→ **Source material**
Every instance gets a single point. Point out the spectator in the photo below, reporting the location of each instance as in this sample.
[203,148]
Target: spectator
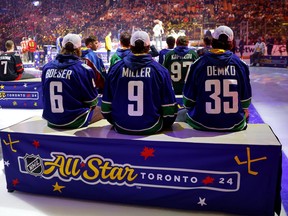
[24,49]
[108,45]
[207,44]
[158,32]
[69,91]
[11,67]
[170,40]
[269,44]
[124,50]
[138,96]
[32,46]
[241,47]
[259,50]
[92,45]
[178,62]
[217,92]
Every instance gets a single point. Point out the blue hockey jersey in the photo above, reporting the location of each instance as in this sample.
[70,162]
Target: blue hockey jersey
[217,91]
[69,92]
[138,96]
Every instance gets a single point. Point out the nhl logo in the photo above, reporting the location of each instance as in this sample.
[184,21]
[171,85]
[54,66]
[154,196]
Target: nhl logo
[34,164]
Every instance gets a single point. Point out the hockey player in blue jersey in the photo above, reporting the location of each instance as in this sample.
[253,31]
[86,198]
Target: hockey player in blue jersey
[178,62]
[217,91]
[69,90]
[138,96]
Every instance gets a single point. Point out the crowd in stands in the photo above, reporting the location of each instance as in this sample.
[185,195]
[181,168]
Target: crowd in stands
[47,21]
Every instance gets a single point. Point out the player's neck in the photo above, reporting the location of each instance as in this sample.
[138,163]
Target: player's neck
[217,51]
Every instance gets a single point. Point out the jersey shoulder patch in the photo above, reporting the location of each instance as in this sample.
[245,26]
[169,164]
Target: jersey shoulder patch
[86,66]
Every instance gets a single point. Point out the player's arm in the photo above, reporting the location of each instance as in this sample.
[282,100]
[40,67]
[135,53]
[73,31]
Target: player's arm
[90,94]
[106,105]
[189,89]
[169,105]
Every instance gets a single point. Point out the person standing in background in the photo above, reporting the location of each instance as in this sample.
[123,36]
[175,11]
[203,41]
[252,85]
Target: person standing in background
[170,40]
[241,47]
[124,50]
[92,44]
[259,50]
[158,31]
[108,45]
[269,44]
[207,44]
[24,49]
[32,47]
[11,66]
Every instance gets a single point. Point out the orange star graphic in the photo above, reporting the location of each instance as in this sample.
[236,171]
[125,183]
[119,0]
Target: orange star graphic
[36,143]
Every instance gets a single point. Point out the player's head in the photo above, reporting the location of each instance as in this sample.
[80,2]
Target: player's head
[140,42]
[92,42]
[222,38]
[125,39]
[207,40]
[9,45]
[71,45]
[170,42]
[182,41]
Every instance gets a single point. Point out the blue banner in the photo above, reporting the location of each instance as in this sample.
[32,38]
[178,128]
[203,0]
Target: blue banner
[234,178]
[21,94]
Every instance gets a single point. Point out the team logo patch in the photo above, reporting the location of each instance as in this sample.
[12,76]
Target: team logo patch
[34,164]
[86,66]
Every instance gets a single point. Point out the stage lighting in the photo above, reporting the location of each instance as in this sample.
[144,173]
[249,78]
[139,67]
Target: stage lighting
[36,3]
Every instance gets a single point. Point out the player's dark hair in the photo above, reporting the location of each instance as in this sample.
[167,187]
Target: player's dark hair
[170,42]
[222,43]
[90,39]
[207,40]
[68,49]
[9,44]
[125,39]
[182,41]
[139,48]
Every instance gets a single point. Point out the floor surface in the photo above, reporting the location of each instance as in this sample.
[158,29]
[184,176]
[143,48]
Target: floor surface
[270,98]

→ **What is needed**
Retype the entries above word for word, minus any images.

→ **Your response**
Every instance gets a single point. Point out the spectator in the photo below, reporting the location of each instance as in this sample.
[203,148]
Target: spectator
[24,49]
[108,45]
[207,44]
[158,32]
[69,91]
[11,67]
[170,40]
[269,44]
[124,50]
[138,96]
[32,46]
[241,47]
[259,50]
[92,45]
[178,62]
[217,92]
Every instance gets a single point. Point out the blue hockey jersey in the photo above, reporting the location of each instance as in this sample.
[70,162]
Target: blue hockey jersey
[217,91]
[69,92]
[138,96]
Every instance gets a single point. Point out the nhl logo in the photo above, reporting the location of each instance as in this sample.
[184,21]
[171,85]
[54,66]
[154,196]
Target: nhl logo
[34,164]
Every instance gets a single point. Point out the hockey player in blue jersey in the photo above, reporting the location of each instance as in this sample.
[253,31]
[86,198]
Target: hockey player in blue jersey
[178,62]
[217,91]
[69,90]
[138,96]
Every instance gets a single point. Point out the crowd in stands in the photo above, reporting the location of each instance as in this sample.
[185,195]
[181,168]
Target: crowd in stands
[47,21]
Every instance gets a single point. Point out the player's neck in the photo above, reporting the location of each instance as in this sample.
[138,163]
Target: player's neck
[217,51]
Every instance gets a single point. Point out the jersey shoulder patch in the photo above, reporting the location of each instance as in this sample.
[245,26]
[169,164]
Target: jersey shoulder patch
[86,66]
Every instance gets a single point. Point out the player's arm in the photo above, reporting the location of each instance as in this sample.
[282,100]
[40,67]
[135,53]
[73,31]
Target: player's arm
[90,94]
[106,105]
[189,89]
[169,105]
Every instance gets a single point. Point out the person standing in background in the photo above, reporting the location of each instance as in this sample.
[123,36]
[175,11]
[203,41]
[252,85]
Target: person standing in background
[170,40]
[241,47]
[124,50]
[92,44]
[259,50]
[158,31]
[108,45]
[269,44]
[207,44]
[24,49]
[32,47]
[11,66]
Every instance gets a single point. Point out the orange star graphic in the photo above, reporting the location of each instance as in this sample.
[236,171]
[125,183]
[119,0]
Target: orange star graphic
[36,143]
Every instance gets a single point. Point out the player's head in the photo above, reporting the location of each instance as in this sample.
[80,2]
Target: player's head
[140,42]
[92,42]
[222,38]
[125,39]
[207,40]
[9,45]
[71,45]
[170,42]
[182,41]
Every instance gets a single point. Point out the blue banner in the photo above, reporting the location of each instance as in this sample.
[32,38]
[178,128]
[203,0]
Target: blue banner
[234,178]
[21,94]
Every instance gets a single point. Point out the team logo patch in the photo above, reporting the location of each instance as in this sample.
[12,76]
Target: team logo patch
[34,164]
[86,66]
Every instance gets a single point. Point out the stage lighting in the photo above, reporting the location of each instance as in this sample.
[144,173]
[249,78]
[139,67]
Target: stage lighting
[36,3]
Every instance gets a single point. Point out the player's dark hair in the photo above, reporting the location of each instance as in this sample.
[167,187]
Target: player's dark hair
[170,42]
[222,43]
[90,39]
[207,40]
[68,49]
[9,44]
[125,39]
[182,41]
[139,48]
Every instance gets a single point. Point out the floor surface in the photo above, reporting the location of each instance as in this sample.
[158,29]
[184,176]
[143,48]
Target: floor surface
[270,98]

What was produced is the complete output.